- Exercise details: Reproduce everything from the line containing "Where can the shadow" down to the end of the items, substituting "onlookers" for "spectators" and leaving all else unchanged.

- Point placement records:
▬▬▬
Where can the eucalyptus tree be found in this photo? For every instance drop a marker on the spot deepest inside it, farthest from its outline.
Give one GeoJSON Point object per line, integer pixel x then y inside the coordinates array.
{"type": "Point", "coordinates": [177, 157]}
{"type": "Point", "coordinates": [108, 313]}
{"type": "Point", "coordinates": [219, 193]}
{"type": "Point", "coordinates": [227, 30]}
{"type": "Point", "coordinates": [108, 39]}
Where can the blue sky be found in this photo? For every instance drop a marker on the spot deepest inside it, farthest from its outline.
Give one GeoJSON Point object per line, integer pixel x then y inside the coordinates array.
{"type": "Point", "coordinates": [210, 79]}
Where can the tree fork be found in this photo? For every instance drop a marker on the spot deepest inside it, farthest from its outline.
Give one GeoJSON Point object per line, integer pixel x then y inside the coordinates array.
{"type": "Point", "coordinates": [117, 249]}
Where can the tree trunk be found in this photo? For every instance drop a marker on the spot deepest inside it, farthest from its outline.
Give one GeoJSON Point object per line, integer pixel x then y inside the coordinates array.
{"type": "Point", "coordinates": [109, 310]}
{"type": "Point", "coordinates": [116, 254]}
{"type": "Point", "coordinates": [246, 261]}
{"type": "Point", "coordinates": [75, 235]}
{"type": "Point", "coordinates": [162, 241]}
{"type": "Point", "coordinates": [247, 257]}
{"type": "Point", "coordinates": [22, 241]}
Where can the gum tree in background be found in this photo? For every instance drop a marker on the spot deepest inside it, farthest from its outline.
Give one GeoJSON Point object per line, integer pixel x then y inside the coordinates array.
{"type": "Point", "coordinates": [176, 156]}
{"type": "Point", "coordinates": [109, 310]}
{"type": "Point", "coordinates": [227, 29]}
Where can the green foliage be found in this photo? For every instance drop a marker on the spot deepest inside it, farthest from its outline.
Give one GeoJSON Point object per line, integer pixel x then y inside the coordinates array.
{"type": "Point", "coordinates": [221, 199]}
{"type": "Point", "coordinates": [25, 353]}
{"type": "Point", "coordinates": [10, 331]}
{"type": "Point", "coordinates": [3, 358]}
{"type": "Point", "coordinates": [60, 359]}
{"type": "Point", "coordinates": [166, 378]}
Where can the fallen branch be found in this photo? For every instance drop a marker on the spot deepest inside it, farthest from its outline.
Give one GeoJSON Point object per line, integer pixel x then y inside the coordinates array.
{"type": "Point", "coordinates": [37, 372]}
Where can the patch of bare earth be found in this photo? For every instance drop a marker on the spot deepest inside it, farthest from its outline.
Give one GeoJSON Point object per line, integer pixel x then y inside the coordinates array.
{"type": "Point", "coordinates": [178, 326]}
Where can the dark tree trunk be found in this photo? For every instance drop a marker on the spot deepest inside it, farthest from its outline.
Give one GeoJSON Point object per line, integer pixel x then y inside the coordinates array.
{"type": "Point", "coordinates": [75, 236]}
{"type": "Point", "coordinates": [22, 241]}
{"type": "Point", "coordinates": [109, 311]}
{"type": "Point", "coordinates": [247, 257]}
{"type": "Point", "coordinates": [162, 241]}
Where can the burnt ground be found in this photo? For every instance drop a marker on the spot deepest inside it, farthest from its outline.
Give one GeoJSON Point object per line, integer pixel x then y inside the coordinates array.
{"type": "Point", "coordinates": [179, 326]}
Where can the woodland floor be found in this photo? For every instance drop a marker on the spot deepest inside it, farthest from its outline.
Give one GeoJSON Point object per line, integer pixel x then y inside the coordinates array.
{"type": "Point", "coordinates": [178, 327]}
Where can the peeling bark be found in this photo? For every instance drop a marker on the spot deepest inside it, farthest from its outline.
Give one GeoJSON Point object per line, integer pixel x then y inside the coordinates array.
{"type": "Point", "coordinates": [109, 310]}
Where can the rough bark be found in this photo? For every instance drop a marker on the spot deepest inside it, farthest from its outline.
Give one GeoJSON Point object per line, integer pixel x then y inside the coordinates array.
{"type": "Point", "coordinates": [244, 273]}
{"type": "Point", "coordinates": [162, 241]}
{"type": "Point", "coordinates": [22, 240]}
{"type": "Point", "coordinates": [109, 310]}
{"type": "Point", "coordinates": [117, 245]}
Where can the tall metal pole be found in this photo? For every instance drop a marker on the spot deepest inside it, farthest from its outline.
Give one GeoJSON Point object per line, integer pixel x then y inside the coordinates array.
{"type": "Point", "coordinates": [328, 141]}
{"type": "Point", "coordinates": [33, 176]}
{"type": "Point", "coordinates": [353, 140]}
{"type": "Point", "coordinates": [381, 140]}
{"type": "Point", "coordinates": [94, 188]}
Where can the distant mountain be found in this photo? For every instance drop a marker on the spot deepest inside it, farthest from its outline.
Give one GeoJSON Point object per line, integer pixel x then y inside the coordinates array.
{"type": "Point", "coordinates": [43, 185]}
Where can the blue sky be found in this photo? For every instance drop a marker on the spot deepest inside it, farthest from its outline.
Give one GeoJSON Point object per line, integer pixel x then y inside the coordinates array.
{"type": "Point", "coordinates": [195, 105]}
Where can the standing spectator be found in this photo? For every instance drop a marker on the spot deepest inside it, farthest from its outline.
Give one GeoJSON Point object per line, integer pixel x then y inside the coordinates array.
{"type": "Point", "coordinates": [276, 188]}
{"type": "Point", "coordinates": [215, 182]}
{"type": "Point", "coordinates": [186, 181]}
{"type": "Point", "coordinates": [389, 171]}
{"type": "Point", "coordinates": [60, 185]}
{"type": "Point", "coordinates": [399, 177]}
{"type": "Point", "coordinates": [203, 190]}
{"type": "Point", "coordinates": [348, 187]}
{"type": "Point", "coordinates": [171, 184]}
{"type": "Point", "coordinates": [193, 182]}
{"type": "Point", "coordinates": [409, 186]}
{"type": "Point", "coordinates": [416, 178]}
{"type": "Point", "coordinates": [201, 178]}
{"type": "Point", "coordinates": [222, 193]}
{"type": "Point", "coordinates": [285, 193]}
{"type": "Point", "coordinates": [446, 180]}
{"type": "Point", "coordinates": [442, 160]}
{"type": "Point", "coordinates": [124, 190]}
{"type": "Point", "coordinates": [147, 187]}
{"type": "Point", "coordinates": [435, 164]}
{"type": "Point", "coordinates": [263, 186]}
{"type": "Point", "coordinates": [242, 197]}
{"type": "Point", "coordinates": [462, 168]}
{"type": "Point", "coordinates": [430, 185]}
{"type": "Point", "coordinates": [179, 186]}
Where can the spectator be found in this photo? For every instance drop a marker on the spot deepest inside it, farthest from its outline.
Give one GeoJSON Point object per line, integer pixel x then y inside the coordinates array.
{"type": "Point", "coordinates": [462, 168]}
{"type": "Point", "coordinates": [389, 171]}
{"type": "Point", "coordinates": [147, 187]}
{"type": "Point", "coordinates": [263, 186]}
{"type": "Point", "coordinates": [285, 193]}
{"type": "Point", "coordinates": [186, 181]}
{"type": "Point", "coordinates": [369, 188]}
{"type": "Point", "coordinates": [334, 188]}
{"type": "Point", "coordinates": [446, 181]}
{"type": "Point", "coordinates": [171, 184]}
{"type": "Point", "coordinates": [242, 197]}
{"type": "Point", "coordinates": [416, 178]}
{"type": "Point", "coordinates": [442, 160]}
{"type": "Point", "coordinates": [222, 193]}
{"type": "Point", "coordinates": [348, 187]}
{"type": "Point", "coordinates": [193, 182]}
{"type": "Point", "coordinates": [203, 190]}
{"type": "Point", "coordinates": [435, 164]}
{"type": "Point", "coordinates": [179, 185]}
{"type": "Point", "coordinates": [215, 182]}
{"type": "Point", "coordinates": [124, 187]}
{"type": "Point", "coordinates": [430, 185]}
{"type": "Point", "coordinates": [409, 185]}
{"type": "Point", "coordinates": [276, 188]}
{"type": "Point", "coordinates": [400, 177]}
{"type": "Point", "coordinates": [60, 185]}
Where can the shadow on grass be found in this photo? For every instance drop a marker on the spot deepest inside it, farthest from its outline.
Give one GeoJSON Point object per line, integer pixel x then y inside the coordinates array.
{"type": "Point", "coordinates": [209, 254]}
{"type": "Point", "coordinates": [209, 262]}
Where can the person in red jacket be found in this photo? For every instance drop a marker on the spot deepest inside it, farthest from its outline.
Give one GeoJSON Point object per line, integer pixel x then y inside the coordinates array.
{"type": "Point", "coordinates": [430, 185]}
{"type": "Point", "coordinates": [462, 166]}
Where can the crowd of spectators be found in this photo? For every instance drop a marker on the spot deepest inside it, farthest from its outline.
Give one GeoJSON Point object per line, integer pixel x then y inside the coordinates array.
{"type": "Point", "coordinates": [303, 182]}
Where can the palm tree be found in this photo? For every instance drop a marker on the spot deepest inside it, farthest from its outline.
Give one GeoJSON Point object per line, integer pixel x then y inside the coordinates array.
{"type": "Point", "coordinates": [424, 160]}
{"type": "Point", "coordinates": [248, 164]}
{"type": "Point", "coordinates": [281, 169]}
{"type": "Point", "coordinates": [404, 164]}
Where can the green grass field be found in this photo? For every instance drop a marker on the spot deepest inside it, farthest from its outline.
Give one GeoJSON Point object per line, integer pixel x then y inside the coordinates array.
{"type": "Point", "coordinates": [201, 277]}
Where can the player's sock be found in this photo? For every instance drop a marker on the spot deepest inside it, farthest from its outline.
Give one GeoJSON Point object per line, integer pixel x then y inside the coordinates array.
▬▬▬
- Response to this exercise:
Where can the shadow on grass be found in this photo? For every instance drop a marker on the spot deepest inside it, farthest from its outline.
Give one GeoJSON Point object per line, integer pixel x then y inside the coordinates array.
{"type": "Point", "coordinates": [209, 254]}
{"type": "Point", "coordinates": [209, 262]}
Where can the person in red jacket be found in this photo? For every instance drop a marker on the spot deepest inside it, farthest from its outline.
Give one GeoJSON Point object per line, integer pixel x then y inside the coordinates array.
{"type": "Point", "coordinates": [430, 185]}
{"type": "Point", "coordinates": [462, 166]}
Where can the crowd of onlookers be found in this photo? For every instance drop a marker on the spot deepest inside it, farthest from its outline.
Give one GeoJSON Point object per line, integer pixel x then y inside the coordinates array.
{"type": "Point", "coordinates": [303, 182]}
Where can the palm tree be found in this photo? For every instance drop a marker on the spot deepest inside it, farthest from its outline.
Give one GeoJSON Point object per line, integer pixel x then y inside the coordinates array.
{"type": "Point", "coordinates": [424, 160]}
{"type": "Point", "coordinates": [248, 164]}
{"type": "Point", "coordinates": [281, 169]}
{"type": "Point", "coordinates": [404, 164]}
Where can the green grass field be found in this photo? For every instance drop a marker on the spot deepest inside it, farthest from its outline.
Give one GeoJSON Point object per line, integer pixel x then y inside the coordinates array.
{"type": "Point", "coordinates": [201, 277]}
Where can the player's sock be found in this photo? For every instance drop a marker on the spot deepest inside it, farthest from its outline.
Give one GeoJSON Point object per line, integer pixel x then y inside the coordinates array.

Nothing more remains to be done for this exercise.